### Exercise
Take the line that contains "Question. The picture above shows the man's back." as the first line and the final line of the records as the last; return exactly those lines and the lines between.

--- Start ---

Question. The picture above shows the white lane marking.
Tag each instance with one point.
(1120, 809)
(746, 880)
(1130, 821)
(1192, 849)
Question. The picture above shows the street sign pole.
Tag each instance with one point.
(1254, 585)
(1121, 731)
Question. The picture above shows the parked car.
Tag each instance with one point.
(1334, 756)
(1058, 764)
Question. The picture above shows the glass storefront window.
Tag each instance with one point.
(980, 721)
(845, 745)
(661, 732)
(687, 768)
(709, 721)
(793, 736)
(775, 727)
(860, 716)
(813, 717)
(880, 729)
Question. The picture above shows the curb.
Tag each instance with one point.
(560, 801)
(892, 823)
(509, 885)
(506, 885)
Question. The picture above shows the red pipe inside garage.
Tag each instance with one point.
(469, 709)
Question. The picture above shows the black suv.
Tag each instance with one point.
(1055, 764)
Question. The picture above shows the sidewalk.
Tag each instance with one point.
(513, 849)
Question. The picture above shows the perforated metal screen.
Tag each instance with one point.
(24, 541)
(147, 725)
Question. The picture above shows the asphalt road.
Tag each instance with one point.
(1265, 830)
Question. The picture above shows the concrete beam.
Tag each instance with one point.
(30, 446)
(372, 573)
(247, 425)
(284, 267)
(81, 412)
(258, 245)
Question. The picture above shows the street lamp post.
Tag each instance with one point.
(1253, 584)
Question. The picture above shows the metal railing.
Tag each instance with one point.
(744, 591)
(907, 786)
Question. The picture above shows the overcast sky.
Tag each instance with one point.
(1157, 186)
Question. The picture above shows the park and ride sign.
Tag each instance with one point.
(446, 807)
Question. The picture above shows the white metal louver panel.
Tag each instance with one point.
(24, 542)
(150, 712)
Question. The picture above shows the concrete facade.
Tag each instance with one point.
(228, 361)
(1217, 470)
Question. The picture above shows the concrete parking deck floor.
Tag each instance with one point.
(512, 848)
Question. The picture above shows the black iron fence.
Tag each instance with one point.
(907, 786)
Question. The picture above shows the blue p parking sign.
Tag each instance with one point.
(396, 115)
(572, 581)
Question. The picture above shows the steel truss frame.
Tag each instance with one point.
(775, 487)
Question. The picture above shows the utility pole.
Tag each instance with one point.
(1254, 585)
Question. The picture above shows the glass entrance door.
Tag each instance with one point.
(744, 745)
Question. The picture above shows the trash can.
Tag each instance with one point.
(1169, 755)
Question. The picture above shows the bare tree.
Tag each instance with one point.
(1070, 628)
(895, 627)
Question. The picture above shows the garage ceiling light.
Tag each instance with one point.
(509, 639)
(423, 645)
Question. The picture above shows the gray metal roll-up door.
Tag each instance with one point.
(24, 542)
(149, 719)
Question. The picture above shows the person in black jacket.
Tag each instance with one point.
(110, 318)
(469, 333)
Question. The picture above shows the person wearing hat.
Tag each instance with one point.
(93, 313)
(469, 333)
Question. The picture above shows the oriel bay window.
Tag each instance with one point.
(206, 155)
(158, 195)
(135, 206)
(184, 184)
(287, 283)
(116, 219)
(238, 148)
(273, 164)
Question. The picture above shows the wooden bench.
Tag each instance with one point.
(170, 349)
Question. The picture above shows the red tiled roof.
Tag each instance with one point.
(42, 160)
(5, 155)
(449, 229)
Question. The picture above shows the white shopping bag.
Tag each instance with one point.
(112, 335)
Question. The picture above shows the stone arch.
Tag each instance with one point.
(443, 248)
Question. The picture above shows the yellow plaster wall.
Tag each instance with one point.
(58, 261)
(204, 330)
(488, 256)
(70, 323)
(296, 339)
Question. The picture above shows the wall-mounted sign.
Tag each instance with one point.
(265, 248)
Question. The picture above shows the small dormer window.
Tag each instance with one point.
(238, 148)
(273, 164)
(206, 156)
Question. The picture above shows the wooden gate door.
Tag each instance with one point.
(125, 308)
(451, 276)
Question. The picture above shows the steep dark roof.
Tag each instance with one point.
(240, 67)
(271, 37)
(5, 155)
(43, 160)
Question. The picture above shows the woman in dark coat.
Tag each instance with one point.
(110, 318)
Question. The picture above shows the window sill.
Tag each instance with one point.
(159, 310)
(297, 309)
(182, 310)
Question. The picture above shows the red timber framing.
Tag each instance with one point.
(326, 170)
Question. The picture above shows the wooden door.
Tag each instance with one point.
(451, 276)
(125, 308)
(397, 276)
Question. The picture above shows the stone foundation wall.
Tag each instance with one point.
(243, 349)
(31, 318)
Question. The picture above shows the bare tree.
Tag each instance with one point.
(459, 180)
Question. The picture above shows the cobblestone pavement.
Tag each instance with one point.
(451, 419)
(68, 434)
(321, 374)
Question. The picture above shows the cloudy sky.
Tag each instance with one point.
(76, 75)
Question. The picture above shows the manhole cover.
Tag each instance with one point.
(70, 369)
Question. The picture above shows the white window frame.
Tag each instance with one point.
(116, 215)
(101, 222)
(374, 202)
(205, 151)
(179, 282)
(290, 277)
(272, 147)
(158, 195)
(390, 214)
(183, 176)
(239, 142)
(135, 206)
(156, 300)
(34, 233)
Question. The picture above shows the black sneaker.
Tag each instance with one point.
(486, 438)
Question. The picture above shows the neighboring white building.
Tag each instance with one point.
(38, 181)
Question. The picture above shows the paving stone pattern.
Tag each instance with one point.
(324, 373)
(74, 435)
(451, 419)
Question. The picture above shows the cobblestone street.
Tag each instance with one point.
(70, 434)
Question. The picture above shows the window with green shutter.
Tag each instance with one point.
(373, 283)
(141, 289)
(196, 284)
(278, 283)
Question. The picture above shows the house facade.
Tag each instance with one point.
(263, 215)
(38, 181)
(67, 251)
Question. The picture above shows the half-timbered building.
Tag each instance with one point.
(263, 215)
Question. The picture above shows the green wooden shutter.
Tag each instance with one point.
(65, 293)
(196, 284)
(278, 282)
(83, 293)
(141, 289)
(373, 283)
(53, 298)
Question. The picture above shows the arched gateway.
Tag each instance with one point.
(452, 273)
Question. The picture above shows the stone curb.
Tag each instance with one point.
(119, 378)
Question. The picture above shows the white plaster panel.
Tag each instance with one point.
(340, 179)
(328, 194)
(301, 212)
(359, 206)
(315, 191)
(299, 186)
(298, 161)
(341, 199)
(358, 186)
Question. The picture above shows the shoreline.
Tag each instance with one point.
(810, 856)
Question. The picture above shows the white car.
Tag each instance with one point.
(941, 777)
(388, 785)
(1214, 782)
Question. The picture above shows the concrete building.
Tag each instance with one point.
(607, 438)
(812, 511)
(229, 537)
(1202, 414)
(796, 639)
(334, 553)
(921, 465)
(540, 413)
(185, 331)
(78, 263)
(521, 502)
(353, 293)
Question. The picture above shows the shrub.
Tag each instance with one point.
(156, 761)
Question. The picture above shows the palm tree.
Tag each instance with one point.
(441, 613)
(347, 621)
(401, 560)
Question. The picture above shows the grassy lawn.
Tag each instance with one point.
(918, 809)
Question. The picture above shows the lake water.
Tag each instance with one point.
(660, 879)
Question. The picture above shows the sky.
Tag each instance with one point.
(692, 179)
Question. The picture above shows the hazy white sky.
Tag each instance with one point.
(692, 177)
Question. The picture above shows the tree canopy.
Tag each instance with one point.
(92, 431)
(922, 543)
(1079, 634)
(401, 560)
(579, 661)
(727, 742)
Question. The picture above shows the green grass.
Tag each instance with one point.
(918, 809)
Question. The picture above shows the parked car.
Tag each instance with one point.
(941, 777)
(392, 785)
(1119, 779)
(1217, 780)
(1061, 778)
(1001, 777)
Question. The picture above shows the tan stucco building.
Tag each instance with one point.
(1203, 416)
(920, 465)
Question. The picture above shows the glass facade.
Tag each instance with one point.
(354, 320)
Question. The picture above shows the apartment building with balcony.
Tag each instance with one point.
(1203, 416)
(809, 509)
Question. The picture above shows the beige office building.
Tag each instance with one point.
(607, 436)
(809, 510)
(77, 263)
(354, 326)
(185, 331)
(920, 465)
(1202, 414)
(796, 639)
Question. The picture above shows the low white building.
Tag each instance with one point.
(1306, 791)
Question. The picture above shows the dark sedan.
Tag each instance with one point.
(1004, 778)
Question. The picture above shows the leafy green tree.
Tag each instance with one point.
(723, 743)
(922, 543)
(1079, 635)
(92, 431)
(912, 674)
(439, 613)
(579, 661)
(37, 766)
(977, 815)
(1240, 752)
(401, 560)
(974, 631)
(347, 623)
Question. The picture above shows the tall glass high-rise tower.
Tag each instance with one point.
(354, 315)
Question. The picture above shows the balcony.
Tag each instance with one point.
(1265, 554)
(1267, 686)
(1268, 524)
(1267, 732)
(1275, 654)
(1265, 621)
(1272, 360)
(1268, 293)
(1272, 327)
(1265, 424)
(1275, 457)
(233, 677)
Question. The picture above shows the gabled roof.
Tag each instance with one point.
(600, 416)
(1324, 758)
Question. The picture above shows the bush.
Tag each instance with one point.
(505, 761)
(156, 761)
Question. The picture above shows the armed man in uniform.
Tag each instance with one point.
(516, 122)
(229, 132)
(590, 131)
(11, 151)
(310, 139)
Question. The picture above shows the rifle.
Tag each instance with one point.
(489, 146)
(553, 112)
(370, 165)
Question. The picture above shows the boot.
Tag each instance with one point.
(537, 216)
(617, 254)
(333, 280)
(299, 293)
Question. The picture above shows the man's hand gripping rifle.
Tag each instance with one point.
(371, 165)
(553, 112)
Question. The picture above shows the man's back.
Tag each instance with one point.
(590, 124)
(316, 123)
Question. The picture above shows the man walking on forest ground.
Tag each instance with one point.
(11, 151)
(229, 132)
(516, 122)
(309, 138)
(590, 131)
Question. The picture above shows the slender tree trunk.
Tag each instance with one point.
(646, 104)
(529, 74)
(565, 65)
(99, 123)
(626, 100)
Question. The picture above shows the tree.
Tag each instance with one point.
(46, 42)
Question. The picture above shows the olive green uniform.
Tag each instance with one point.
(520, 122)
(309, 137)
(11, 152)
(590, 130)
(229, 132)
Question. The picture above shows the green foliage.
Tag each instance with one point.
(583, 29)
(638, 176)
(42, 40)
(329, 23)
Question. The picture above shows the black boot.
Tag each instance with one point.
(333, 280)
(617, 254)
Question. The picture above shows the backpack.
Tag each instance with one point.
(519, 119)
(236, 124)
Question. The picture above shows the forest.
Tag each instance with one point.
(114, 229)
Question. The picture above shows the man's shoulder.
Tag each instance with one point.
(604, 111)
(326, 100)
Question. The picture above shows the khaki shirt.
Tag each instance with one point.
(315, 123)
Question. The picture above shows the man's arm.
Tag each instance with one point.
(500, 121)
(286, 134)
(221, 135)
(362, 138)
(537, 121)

--- End ---

### Answer to the problem
Question. The picture above shows the man's back.
Tag each instance with one point.
(590, 124)
(316, 123)
Question. The picture above shows the man walking on forest ground.
Tag each instance with one point.
(11, 151)
(229, 132)
(516, 122)
(309, 138)
(590, 131)
Question. The picture above shows the slender tree trunk.
Tag each instance with one point.
(646, 104)
(529, 74)
(565, 65)
(99, 123)
(626, 100)
Question. The picture above shows the tree.
Tag each instance with one point.
(46, 42)
Question. The picture above shows the olive green uniform.
Tag each instance with one point.
(520, 122)
(309, 137)
(11, 152)
(590, 130)
(229, 132)
Question. The picture above shows the green foliage.
Tag each instance with one point.
(583, 29)
(638, 176)
(42, 40)
(329, 23)
Question. The picture above shows the black boot.
Tag each instance with one point.
(333, 280)
(617, 254)
Question. The picture above shows the backpack.
Tag each instance with one point.
(519, 119)
(236, 124)
Question. The picture above shows the forest.
Tag each instance with one point.
(114, 229)
Question. The picture above shows the man's shoulder.
Tag each instance with one point.
(604, 111)
(326, 100)
Question. The picture above shows the khaki shirt.
Tag each instance with one point.
(315, 123)
Question. The picture above shows the man's arm.
Tag each instance with one point.
(500, 121)
(286, 134)
(221, 135)
(362, 138)
(537, 121)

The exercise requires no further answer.